■ **Given problem A**: Print the part of the DirecTV forum thread that opens with the words containing "## Delroy E" and closes with "couple weeks ago.".

— BEGIN Excerpt provided —

# DirecTV VOD No Matching Programs



## PleaseHelpMe (Sep 9, 2014)

Hi Everyone,

You all were able to fix my last problem so here we go again! The DirecTV Video On-Demand seems to be intermittent for me. Half the time it works and the other half it says "Sorry! Right now, we don't have any programs that match the filter you just selected." It says this literally minutes after I was just looking at a program and going back to it. 

This occurs in all rooms. I have the HR44/500 with software 0x93d (updated on 11/4) and three mini-genies. The internet is always connected via Ethernet cord while this is happening and doesn't appear to be the issue.

Does anyone else have this problem or a fix?!

Thank you,

PleaseHelpMe


----------



## Delroy E Walleye (Jun 9, 2012)

I've noticed this, too, but assumed it had to do with not being plugged into internet since my last guide-clearing a couple weeks ago.


----------



## mannytwotwo (Feb 15, 2014)

When I have this issue I press the red reset button twice or sometimes even 3 times and that does the trick. I always have to do this after my receiver gets an update.


----------



## peds48 (Jan 11, 2008)

Do an Smart search for clearmybox. See if that helps


----------



## PleaseHelpMe (Sep 9, 2014)

Ok I tried the "clearmybox". It looks like the VOD is reloading. I'll update later when it's complete.


----------

— END Excerpt provided —
— BEGIN Records for processing —

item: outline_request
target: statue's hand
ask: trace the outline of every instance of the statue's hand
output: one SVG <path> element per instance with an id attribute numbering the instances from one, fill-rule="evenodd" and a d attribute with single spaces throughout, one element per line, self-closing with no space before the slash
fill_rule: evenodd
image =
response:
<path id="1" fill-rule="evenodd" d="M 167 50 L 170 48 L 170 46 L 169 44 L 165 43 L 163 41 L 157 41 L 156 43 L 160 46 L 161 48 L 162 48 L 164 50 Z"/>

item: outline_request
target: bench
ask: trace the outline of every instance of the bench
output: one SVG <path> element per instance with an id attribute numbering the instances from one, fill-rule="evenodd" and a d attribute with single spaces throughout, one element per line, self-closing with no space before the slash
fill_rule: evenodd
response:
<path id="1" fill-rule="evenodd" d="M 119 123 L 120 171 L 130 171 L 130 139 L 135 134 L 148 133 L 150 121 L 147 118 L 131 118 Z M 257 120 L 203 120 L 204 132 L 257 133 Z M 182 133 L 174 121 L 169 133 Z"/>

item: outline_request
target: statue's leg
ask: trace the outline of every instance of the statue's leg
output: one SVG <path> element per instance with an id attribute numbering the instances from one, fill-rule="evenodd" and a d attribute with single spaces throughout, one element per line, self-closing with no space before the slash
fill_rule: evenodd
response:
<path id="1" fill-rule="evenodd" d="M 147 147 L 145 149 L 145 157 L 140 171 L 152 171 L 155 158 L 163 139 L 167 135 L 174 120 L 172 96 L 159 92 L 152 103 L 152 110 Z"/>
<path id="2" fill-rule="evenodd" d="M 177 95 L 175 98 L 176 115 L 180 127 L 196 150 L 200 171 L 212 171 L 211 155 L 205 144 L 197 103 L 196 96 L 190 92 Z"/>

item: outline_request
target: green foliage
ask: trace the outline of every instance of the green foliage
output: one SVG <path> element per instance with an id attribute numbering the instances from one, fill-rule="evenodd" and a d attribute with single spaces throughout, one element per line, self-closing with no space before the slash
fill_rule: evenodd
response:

— END Records for processing —
— BEGIN Records for processing —

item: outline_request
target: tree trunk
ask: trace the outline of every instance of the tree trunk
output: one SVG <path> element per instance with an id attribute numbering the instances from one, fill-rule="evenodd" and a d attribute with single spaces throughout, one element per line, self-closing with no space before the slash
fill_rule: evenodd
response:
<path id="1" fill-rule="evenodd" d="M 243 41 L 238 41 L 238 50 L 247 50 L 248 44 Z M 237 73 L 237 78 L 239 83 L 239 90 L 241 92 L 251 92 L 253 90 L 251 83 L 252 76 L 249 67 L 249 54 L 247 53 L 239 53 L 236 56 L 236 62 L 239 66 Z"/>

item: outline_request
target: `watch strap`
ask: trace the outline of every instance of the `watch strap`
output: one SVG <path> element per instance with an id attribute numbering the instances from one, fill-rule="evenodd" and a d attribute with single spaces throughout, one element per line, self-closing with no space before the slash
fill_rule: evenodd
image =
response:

— END Records for processing —

■ **Given problem B**: Count the lines in the rows above that contain the string "every", treating case as significant, and give only the number.

■ **Expected answer A**:
## Delroy E Walleye (Jun 9, 2012)

I've noticed this, too, but assumed it had to do with not being plugged into internet since my last guide-clearing a couple weeks ago.

■ **Expected answer B**: 6